▶ [SET PROBLEM]
All of the material below is to be restated word for word, apart from the pictures.

▶ [RECORDS FOR THIS TASK]
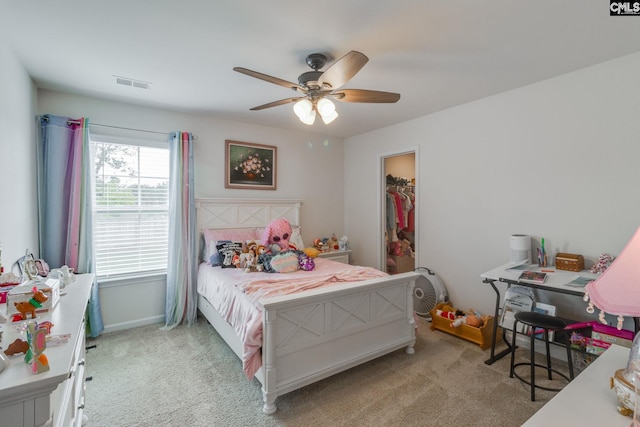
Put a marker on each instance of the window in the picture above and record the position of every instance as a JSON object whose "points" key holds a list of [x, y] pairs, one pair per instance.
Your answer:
{"points": [[131, 218]]}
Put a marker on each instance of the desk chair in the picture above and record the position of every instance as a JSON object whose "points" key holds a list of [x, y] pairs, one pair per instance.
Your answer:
{"points": [[539, 321]]}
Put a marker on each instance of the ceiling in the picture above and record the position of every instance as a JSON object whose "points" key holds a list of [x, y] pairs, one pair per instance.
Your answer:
{"points": [[437, 54]]}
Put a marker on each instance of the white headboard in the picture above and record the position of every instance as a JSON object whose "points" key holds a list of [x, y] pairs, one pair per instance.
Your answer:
{"points": [[244, 213]]}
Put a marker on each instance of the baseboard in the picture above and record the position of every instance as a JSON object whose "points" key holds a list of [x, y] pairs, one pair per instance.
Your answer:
{"points": [[133, 324]]}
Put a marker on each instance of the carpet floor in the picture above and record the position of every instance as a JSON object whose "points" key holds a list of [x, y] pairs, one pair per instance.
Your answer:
{"points": [[188, 376]]}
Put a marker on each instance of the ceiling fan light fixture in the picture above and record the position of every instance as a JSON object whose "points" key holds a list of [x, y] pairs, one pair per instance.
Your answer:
{"points": [[303, 108]]}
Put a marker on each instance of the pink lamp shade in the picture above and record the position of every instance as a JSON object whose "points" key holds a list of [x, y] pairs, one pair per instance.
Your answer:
{"points": [[617, 290]]}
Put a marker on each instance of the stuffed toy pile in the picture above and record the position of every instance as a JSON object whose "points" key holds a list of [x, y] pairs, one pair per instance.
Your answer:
{"points": [[280, 256]]}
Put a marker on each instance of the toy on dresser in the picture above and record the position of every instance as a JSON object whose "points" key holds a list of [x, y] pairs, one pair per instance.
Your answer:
{"points": [[30, 306], [37, 339]]}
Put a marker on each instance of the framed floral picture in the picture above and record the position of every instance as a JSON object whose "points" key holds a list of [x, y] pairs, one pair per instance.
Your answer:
{"points": [[250, 166]]}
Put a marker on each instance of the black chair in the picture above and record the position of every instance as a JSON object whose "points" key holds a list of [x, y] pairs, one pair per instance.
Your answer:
{"points": [[536, 322]]}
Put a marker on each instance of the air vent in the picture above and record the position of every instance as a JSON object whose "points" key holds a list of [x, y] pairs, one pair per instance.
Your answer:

▶ [FINISHED TASK]
Put a marker on each instance of the window in the picture above and record the position of every instance as a JSON object whose "points" key holds a list of [x, y] pairs, one pair per instance.
Your answer:
{"points": [[131, 218]]}
Put a marker on each instance of the desk chair in the picture above and record the position of every instance as a JSON object whose "points" key holds a list of [x, y] pairs, one pair per instance.
Your answer:
{"points": [[539, 321]]}
Put a marker on each instance of the ceiling in the picture above and record the position of every instance as a JSON object whose "points" key holds a list of [x, y] pairs, one pair per instance.
Your answer:
{"points": [[437, 54]]}
Put a marker on each instance of the white headboard in the picture above and record the position of every instance as a JSON object whose "points" key holds a list of [x, y] pairs, one pair per instance.
Your answer:
{"points": [[244, 213]]}
Put a marker on each instance of the baseboard in the picture above and record the position of every instance as a JSON object whose "points" key holds a list of [x, y] pairs, one pair per instance.
Your answer:
{"points": [[133, 324]]}
Put a marker on each instance of the carpet floor in the picture above and record the position of every instance as a JSON object whose "points" key holds a list of [x, y] pairs, one pair per instance.
Your answer:
{"points": [[188, 376]]}
Put a marker on each instance of the ceiling fan light fixture in the picture above and record the position of every instance as a JSON object whose "points" key holds a list of [x, y] pairs, one pair per instance.
Your answer:
{"points": [[303, 108]]}
Put a marker on each instance of the pink lamp shade in the picture above and record the position of every instance as a JSON object whose "points" key holds a list of [x, y] pairs, one pair per instance.
Your answer:
{"points": [[617, 290]]}
Put a marker on each instance of the stuffed toy pile in the picture above and record the position of every instance as a JSON object whose "points" key holds a list of [x, y] pairs, one pair per instance.
Your answer:
{"points": [[280, 256]]}
Put a marker on each instance of the toy on dresser in the picture above and record the position of every instance as a JSON object whose "points" key holds a list of [x, y] pairs, one pair per instance.
Your answer:
{"points": [[30, 306], [37, 339]]}
Put a marker on each instance of the framed floral picture in the picture above and record the position of every instance as a JSON object whose "points" key holds a list of [x, y] pairs, one pair per instance.
Your answer:
{"points": [[250, 166]]}
Put a marker on each instance of the black chair in the picture above and record the position of every instance as a JSON object whose "points" key holds a list of [x, y] pairs, one pair per instance.
Your answer:
{"points": [[536, 322]]}
Put a marker on each instance of the air vent in the picture above and record the position of every instance as a JSON object whose "points" key holds a list of [x, y] pairs, one pair per instance.
Your answer:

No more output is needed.